Stored items:

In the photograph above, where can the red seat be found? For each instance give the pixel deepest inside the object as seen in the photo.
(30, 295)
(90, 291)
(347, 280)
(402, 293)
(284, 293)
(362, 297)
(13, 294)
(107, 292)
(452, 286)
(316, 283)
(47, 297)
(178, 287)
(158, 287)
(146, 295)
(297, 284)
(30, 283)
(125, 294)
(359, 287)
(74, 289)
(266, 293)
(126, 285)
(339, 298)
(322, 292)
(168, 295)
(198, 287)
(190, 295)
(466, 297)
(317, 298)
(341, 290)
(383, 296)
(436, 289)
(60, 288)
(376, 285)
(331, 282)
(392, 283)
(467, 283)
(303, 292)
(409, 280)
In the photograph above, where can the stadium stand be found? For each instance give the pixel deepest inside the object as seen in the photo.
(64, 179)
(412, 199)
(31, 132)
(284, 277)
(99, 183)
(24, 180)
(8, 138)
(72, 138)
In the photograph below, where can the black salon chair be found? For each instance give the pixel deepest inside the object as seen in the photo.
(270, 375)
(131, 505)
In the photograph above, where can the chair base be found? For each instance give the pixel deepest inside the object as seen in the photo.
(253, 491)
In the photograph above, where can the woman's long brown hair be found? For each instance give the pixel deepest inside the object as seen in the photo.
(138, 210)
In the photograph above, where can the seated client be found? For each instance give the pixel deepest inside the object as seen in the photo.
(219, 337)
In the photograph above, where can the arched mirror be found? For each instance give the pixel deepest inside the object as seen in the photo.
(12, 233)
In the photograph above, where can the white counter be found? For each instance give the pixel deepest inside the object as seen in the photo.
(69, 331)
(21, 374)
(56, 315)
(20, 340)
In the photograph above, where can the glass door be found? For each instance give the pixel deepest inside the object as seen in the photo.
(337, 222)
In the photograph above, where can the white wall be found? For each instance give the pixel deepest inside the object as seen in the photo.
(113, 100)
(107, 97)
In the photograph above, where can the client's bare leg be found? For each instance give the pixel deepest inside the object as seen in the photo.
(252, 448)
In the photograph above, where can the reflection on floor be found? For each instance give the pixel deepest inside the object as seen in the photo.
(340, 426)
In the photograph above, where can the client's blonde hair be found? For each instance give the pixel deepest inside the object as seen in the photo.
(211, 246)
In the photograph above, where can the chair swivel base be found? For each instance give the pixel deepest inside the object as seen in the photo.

Your instructions: Output the listing above exactly as it appears.

Result for this exercise:
In the photograph above, where can the red seat be found? For each instance give the pixel deepest inside the object as seen in the photo.
(30, 295)
(90, 291)
(347, 280)
(402, 293)
(284, 293)
(362, 297)
(13, 294)
(107, 292)
(452, 286)
(316, 283)
(47, 297)
(178, 287)
(158, 287)
(146, 295)
(297, 284)
(30, 283)
(125, 294)
(359, 287)
(74, 289)
(266, 293)
(126, 285)
(339, 298)
(322, 292)
(168, 295)
(198, 287)
(190, 295)
(466, 297)
(317, 298)
(341, 290)
(383, 296)
(436, 289)
(60, 288)
(376, 285)
(331, 282)
(392, 283)
(467, 283)
(303, 292)
(409, 280)
In the photograph above, where can the stadium stand be found? For each instance give the pixel deepest inside the object as seen in the photo.
(64, 179)
(412, 199)
(31, 132)
(284, 277)
(99, 183)
(24, 180)
(8, 138)
(72, 138)
In the photograph below, where can the black salon chair be found? For each instance give the pixel deepest inside the object as seen in the photo.
(270, 375)
(131, 505)
In the photograph above, where can the chair base be found? For each instance give the pixel deepest inside the object as seen in the photo.
(253, 491)
In the photograph above, where can the woman's long brown hair be found? For each instance give the pixel deepest inside the object as seen in the photo.
(138, 210)
In the photograph above, where can the seated client be found? For each instance give the pixel deepest inside the object as seen in the photo.
(219, 337)
In the photograph above, where can the arched mirror be found? For each instance give the pixel deepest inside the object as seen in the photo.
(12, 233)
In the photograph above, where can the white counter be found? For each instance give the pixel deepest inside the object as seen in the photo.
(69, 331)
(21, 374)
(56, 315)
(20, 340)
In the photograph above, where can the glass door be found? For each instance give the pixel deepest inside the object as seen in the photo.
(337, 222)
In the photograph above, where can the white wall be found? For each instance give the pixel deepest inside the object as seen in the photo.
(113, 100)
(107, 97)
In the photograph above, where can the client's bare leg be found? For each instance give the pixel deepest inside the object as seen in the photo.
(252, 448)
In the photograph above, where can the reflection on floor be found? For each instance give the pixel deepest inside the object as seen in the photo.
(340, 426)
In the photograph above, where can the client's blonde hair be found? For each instance give the pixel deepest inside the object as seen in the photo.
(211, 246)
In the photograph above, where can the chair swivel base be found? For each instance give the pixel deepest inside the object as seen in the photo.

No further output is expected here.